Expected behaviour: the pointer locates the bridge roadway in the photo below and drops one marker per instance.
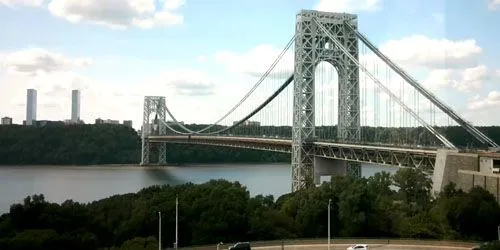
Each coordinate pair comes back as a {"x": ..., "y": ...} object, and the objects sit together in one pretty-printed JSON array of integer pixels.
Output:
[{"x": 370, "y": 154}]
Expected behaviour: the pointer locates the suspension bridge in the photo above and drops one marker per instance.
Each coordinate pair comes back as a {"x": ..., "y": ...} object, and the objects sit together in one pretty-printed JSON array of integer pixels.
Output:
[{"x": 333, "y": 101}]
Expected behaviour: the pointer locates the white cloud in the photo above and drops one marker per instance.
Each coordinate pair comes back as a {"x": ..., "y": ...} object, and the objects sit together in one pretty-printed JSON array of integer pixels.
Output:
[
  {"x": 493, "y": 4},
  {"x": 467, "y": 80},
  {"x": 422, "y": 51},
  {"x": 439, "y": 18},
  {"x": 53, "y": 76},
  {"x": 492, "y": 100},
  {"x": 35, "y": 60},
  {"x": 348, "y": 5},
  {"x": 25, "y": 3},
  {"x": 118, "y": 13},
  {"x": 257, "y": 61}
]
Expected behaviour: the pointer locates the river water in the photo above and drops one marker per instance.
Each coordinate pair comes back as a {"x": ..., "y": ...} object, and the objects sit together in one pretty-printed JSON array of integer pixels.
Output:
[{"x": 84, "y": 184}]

• _REQUEST_:
Please lay out as a numbered list the lines of the records from the line that contains "Expected behaviour: the pointer locates the river" through the end of the records, skipping any blank lines.

• _SOLUTION FOR THIS TASK_:
1. Expected behaviour: the pointer locates the river water in the photo above and drops one marker per instance.
2. Each coordinate pair comes back as a {"x": ..., "y": ...} object, and the objects sit together in one pretty-printed JSON array of integer pixels.
3. Output:
4. [{"x": 84, "y": 184}]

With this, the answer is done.